EXERCISE DESCRIPTION — Two lines in the listing below mark the span: one contains "Target: reflective yellow stripe" and one contains "compact form (552,174).". Reproduce both of them and everything between, exactly.

RAW DATA —
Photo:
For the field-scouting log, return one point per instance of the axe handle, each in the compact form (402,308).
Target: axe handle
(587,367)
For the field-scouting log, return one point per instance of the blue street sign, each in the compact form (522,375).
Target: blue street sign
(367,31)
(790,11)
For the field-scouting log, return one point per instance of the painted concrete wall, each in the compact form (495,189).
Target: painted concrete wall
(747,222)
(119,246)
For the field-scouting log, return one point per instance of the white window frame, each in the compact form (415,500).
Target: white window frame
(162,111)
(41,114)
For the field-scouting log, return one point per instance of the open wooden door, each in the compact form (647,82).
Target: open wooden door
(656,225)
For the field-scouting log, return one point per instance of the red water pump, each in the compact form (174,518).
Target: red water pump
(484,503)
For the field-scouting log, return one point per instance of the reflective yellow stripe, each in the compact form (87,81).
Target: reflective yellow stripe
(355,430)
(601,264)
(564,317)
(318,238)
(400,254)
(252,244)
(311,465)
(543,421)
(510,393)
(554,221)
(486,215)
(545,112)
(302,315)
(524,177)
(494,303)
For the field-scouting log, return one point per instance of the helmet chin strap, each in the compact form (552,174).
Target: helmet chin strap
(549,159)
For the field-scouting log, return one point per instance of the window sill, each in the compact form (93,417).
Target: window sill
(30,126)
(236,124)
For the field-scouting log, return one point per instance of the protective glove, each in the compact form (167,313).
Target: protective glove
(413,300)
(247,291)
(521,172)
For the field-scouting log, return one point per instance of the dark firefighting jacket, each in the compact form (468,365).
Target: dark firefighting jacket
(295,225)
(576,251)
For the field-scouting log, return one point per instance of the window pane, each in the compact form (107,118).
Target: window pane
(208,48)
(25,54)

WRITTEN RESPONSE —
Target: reflective yellow stripe
(355,430)
(601,264)
(564,317)
(318,238)
(400,254)
(252,244)
(311,465)
(543,421)
(510,393)
(554,221)
(486,215)
(545,112)
(302,315)
(524,177)
(494,303)
For the field-scouting log, return one point per instance of the helmet chin strap, each in the compact form (552,174).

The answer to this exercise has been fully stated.